**What you will do**
Print the records exactly as given.

**Material provided**
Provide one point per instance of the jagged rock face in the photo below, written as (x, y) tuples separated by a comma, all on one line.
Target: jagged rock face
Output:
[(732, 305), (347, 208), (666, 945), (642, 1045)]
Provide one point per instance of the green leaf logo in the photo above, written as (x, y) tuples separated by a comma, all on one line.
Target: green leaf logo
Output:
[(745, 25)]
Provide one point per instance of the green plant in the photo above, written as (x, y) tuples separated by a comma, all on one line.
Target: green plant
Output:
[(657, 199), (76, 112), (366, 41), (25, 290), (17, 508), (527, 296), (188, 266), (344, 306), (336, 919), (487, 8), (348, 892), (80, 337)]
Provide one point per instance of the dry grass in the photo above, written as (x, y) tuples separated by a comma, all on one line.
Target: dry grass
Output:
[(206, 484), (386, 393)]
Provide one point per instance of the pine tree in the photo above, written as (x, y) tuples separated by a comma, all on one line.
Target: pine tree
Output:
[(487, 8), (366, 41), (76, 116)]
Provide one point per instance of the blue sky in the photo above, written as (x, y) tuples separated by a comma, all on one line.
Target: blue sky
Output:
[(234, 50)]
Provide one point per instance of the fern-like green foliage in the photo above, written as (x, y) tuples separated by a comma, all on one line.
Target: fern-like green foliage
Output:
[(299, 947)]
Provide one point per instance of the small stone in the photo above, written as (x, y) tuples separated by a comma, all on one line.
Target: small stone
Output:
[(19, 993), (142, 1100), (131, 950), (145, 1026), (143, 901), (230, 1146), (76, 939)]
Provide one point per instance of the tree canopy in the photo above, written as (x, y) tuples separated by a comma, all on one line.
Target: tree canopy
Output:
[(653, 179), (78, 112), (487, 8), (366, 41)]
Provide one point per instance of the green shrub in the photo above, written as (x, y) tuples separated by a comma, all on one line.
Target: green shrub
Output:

**Solution to this task**
Provide one point per instance of the jagged rock face in the photo below, written as (x, y) tuples separated by a comma, all on one line.
Target: jagged rock face
Output:
[(732, 305), (347, 208), (666, 945), (642, 1045)]
Provide one point per instance of the green leaf logo in the photo above, written as (x, y) tuples separated by a comma, all on one line.
Target: green leaf logo
Output:
[(745, 25)]
Provide one point per instance of the green plant in the photo above, written as (x, y) tuples separated by a comma, all on one line.
Target: green plant
Output:
[(657, 199), (76, 112), (366, 41), (25, 290), (17, 508), (527, 296), (188, 266), (344, 306), (336, 919), (487, 8), (348, 892), (80, 337)]
Provide one point per instance of the dry grass in the photo above, written as (x, y) tuples separated by a comma, all on one line.
Target: dry grass
Output:
[(206, 484), (386, 393)]
Provide one point per instance of the pine tree in the photo above, written as (x, y) tuples separated by a comma, all on one line.
Target: pine tree
Output:
[(487, 8), (366, 41), (76, 116)]
Provide one point per instance of the blue sky in the photo above, written as (x, y) tuples separated by a comma, all on one line.
Target: blue sky
Output:
[(234, 50)]
Provide one point per instance of the fern-like green foliage in the photo above, written as (x, y) tuples separated by a comma, all on one line.
Target: fern-like green foliage
Output:
[(299, 947)]
Provide one point per instance of the small stone in the photo above, written as (x, y) tuples separated by a comma, all on one line.
Target: small stone
Output:
[(19, 993), (142, 1100), (131, 950), (145, 1026), (143, 901), (230, 1146), (76, 939)]
Provide one point per instance of the tree canopy in the photo above, written as (x, y) tuples separated by a comma, all on one line.
Target: tree canopy
Output:
[(653, 179), (78, 112), (487, 8), (366, 41)]
Provide one point per instance of the green shrub in the photo above, written as (x, y) tuples separated by a comma, all on one line.
Target: green shrub
Output:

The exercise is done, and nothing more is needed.